* _WHAT YOU NEED TO DO_: Extract each line of the following items that contains the string "positive".

Segment Start: STUDY MATERIAL

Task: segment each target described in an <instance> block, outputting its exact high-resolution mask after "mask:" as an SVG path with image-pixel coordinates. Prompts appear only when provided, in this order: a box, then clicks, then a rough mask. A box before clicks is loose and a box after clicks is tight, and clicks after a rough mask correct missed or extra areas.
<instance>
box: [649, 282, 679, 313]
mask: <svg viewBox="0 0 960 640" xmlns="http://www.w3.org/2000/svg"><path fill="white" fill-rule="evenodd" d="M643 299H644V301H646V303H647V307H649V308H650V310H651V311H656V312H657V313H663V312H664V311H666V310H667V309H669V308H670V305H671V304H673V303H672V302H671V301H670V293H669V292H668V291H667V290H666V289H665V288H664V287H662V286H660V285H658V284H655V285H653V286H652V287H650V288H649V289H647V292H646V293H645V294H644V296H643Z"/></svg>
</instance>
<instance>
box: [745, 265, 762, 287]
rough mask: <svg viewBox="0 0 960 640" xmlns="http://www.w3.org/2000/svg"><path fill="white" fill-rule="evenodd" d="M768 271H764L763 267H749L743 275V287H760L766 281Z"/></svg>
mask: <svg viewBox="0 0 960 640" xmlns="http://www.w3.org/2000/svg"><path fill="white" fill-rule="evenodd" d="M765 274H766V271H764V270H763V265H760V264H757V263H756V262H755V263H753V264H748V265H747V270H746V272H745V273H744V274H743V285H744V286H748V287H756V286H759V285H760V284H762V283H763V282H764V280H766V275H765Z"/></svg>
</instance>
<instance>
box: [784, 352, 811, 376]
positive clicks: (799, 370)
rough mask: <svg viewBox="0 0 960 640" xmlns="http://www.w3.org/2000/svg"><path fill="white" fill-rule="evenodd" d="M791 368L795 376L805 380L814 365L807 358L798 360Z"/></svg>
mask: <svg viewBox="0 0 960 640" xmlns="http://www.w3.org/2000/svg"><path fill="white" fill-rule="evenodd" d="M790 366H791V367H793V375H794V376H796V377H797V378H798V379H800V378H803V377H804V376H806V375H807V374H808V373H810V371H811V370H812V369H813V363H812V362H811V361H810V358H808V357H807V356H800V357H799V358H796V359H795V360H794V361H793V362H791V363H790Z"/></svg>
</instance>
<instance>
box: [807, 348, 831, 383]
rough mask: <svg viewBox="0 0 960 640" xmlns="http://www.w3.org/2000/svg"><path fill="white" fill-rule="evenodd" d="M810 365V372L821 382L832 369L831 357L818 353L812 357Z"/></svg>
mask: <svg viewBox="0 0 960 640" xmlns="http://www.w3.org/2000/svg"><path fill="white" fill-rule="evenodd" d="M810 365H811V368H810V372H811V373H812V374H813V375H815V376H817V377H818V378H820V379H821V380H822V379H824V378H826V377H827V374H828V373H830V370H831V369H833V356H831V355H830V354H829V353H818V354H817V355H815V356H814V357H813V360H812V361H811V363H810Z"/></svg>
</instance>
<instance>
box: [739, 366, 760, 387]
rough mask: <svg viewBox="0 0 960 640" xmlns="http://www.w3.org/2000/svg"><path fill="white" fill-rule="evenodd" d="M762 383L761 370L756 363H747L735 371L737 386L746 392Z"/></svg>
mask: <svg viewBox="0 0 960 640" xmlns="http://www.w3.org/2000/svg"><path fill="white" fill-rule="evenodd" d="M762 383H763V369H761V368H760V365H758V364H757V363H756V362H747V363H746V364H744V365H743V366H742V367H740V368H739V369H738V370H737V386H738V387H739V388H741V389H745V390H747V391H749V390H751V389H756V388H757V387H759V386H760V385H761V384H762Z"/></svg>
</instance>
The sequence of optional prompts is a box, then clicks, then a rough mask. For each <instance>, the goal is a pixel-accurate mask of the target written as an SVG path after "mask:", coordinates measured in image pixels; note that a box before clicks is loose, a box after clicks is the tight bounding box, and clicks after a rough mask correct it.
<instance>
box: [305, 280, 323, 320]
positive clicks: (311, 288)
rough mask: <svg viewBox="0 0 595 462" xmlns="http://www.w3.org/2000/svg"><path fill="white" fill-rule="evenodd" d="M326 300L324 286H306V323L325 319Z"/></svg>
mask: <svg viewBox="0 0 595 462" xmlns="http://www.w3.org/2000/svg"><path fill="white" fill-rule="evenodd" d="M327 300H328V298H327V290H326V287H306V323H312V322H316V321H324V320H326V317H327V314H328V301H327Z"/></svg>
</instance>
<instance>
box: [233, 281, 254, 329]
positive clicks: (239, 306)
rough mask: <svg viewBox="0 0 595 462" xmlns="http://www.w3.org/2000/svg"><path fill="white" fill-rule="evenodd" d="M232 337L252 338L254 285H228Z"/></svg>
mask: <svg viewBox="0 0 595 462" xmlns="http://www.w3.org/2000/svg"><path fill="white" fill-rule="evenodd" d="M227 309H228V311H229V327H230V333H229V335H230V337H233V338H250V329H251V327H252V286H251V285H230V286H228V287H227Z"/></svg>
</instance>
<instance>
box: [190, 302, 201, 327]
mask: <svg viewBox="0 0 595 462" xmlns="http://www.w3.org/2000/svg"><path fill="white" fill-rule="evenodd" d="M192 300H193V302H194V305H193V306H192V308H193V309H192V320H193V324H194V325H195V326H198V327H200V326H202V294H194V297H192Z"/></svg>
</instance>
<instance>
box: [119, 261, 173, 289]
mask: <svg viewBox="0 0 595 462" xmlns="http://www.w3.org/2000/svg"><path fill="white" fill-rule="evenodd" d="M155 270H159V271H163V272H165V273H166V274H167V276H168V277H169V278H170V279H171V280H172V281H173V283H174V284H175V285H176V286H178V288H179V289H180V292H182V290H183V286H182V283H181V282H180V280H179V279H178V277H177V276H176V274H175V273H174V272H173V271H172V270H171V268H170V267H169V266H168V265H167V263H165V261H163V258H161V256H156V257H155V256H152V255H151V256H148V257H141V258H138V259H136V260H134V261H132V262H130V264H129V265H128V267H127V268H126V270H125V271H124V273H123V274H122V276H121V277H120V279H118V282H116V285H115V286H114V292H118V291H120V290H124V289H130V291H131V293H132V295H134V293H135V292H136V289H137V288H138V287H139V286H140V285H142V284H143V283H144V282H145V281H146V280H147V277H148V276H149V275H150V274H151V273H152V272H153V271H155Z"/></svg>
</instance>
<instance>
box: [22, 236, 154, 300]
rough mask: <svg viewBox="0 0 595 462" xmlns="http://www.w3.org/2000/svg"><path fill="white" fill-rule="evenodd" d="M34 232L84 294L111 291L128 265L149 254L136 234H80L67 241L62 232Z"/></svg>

Segment End: STUDY MATERIAL

* _TASK RESULT_:
positive clicks: (799, 370)
positive clicks: (311, 288)
positive clicks: (239, 306)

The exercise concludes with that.